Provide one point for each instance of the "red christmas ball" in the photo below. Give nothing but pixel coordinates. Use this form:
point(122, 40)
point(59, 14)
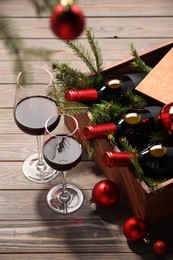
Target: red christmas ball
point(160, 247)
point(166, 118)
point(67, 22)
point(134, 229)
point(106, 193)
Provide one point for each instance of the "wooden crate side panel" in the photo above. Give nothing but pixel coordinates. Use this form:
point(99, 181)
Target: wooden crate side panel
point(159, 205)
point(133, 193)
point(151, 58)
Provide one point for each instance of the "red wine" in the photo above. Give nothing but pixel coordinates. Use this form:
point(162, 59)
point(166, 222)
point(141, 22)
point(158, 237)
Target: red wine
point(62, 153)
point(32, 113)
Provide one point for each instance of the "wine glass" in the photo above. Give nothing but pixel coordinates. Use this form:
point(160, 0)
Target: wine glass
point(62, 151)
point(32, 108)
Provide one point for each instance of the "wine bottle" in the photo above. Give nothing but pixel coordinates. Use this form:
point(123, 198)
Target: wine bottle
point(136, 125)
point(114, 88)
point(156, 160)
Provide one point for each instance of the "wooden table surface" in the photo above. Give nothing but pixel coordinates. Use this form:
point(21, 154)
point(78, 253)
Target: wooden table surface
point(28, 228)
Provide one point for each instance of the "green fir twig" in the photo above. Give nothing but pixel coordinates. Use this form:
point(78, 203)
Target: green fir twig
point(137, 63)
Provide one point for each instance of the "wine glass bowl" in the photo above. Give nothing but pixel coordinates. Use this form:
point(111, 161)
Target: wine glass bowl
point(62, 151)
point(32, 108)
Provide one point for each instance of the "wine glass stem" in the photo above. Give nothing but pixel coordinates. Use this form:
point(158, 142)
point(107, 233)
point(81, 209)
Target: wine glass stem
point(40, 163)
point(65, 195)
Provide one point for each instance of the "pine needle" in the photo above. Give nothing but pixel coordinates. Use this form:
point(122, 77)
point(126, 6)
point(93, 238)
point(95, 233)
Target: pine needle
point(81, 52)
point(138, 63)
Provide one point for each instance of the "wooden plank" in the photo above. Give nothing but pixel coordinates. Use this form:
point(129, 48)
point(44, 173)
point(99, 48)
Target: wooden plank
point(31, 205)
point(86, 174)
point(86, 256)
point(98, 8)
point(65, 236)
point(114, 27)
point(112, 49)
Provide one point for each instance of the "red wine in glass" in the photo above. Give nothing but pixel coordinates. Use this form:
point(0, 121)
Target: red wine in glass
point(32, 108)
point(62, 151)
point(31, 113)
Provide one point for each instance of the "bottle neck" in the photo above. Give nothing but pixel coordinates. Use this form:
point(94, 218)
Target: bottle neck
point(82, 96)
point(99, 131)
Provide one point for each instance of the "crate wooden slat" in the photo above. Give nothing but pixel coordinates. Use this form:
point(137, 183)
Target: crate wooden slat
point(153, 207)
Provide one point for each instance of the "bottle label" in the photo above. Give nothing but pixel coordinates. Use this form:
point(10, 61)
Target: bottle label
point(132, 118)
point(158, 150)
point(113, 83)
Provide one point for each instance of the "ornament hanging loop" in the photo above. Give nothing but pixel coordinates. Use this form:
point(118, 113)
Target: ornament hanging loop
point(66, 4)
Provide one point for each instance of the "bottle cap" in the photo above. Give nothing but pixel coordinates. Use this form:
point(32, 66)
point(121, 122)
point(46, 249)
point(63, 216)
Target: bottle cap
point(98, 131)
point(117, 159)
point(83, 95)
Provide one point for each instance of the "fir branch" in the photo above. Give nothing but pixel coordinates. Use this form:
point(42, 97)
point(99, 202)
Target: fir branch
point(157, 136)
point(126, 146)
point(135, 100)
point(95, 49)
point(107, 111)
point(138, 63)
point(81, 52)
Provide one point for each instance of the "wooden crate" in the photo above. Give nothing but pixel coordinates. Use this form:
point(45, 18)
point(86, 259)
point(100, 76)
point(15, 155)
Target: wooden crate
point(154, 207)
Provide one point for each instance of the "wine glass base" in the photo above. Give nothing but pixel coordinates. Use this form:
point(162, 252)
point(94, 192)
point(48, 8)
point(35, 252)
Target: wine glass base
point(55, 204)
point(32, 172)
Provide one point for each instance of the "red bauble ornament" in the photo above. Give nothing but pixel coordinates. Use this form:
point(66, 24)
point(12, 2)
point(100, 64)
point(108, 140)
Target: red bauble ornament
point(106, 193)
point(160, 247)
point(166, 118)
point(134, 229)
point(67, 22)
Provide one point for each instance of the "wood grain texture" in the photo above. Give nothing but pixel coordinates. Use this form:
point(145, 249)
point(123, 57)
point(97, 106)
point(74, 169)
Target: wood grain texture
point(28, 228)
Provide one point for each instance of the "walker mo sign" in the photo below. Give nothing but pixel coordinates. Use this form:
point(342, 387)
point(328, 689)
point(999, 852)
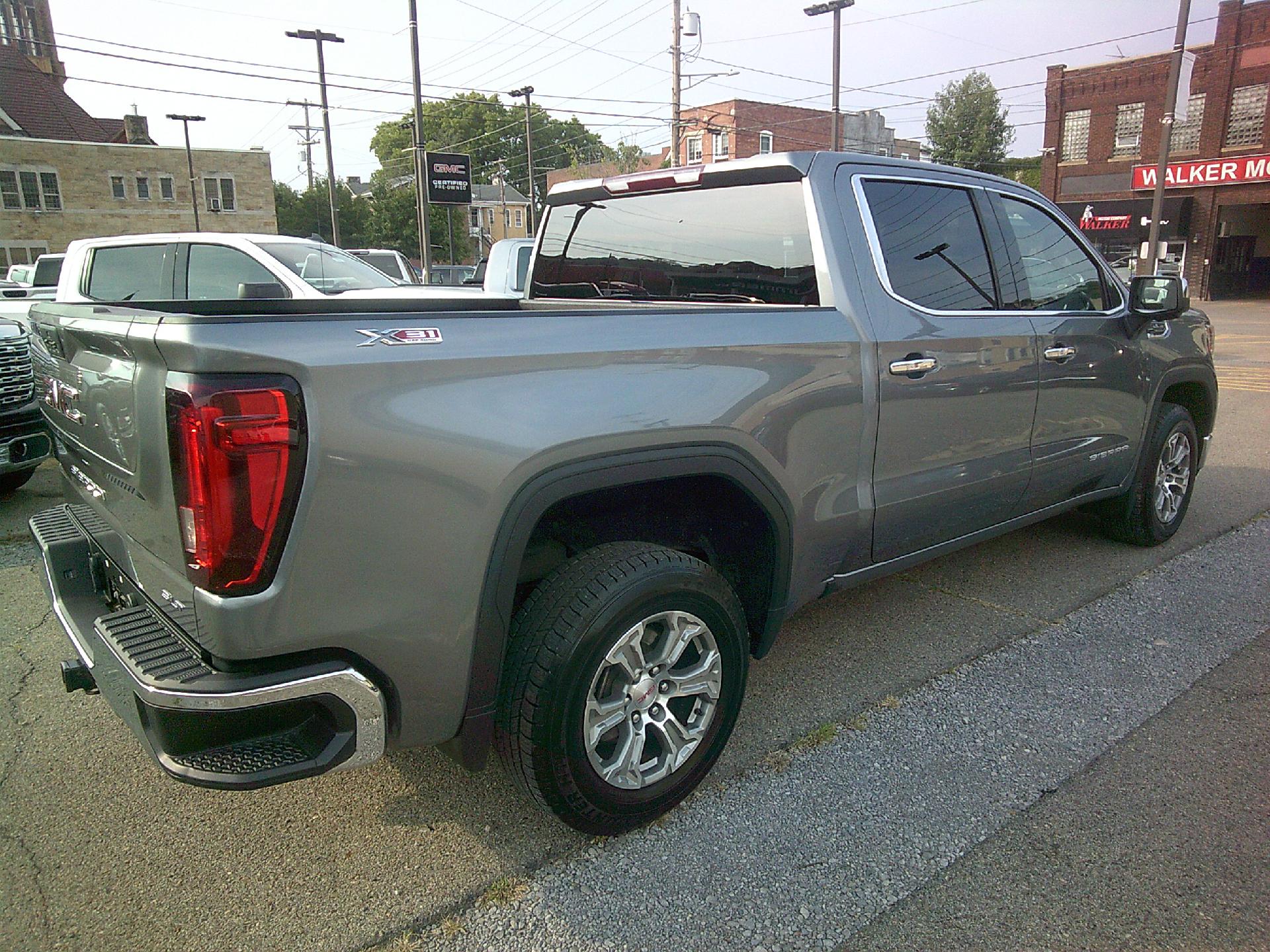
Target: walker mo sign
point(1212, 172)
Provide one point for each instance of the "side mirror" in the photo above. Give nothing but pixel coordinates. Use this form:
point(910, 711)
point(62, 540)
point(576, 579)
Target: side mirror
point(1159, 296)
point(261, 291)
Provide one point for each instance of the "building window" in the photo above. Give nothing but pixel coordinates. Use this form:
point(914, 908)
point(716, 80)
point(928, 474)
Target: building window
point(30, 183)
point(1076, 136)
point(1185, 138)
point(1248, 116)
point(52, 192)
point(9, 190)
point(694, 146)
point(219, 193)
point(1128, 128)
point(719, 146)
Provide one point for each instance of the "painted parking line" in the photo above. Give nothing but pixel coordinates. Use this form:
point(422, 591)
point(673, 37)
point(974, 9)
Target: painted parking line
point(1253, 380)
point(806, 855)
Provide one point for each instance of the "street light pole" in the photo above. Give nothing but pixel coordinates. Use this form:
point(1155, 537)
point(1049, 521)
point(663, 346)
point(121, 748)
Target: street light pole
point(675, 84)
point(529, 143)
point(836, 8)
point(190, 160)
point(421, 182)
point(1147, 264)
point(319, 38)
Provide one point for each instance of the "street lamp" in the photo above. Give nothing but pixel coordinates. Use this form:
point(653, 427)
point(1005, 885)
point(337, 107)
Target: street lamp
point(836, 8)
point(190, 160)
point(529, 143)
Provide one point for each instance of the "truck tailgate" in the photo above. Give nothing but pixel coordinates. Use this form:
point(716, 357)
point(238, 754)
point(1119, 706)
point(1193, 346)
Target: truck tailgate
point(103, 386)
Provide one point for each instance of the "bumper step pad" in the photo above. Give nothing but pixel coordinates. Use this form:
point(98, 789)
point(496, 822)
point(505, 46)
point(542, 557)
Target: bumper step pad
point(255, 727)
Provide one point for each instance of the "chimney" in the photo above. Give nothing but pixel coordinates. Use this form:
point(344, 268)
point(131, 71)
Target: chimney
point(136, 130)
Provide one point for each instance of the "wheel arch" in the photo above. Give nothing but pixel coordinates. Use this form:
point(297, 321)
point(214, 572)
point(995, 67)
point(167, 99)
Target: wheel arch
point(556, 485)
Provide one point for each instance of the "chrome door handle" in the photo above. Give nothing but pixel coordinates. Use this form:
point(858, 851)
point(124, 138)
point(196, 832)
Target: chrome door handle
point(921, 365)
****************
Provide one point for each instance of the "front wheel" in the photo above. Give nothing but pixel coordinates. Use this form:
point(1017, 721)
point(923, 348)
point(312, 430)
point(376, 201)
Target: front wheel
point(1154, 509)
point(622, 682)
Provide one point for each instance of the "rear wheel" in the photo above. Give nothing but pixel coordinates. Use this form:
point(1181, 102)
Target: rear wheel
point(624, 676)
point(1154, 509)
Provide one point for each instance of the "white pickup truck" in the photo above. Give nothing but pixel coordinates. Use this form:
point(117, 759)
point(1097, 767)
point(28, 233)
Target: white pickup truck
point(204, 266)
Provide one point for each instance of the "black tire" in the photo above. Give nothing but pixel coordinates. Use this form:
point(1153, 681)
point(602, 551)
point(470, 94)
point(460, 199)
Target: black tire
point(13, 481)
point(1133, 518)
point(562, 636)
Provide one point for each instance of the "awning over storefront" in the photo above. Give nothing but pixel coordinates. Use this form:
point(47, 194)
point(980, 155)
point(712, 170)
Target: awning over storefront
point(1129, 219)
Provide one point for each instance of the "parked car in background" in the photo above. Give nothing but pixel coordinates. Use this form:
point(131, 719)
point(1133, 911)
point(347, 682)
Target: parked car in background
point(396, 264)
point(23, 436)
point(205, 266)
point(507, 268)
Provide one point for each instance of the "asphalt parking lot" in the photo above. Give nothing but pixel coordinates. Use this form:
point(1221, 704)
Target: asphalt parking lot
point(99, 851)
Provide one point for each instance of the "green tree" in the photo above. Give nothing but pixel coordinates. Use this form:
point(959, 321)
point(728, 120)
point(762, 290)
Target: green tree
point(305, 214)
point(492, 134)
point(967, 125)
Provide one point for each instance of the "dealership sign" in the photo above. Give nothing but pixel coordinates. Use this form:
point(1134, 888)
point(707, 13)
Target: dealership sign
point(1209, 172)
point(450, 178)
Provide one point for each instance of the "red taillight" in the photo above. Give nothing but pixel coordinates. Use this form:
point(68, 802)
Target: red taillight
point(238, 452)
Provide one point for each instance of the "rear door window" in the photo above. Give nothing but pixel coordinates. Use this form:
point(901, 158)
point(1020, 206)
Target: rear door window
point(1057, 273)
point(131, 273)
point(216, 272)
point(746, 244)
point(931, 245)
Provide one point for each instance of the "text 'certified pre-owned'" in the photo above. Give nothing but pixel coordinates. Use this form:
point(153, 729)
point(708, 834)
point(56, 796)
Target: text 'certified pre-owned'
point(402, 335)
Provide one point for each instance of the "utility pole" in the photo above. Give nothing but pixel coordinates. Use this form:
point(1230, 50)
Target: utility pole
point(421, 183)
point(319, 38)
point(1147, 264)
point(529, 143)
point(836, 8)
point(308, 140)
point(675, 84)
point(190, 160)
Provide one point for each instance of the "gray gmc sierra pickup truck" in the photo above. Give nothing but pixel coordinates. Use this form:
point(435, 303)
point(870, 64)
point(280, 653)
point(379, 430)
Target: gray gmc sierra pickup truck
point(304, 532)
****************
THE TASK → There is a run of lines above from the one with "point(117, 759)" to the one with "point(460, 199)"; print exactly that run, both ends included, and nothing else.

WORKED SOLUTION →
point(117, 759)
point(1097, 767)
point(28, 233)
Target: white pickup truck
point(204, 266)
Provide one point for each instance of the "black tire" in the photo above. Give nothing but pixel coordinates. Use this form:
point(1153, 681)
point(602, 551)
point(470, 94)
point(460, 199)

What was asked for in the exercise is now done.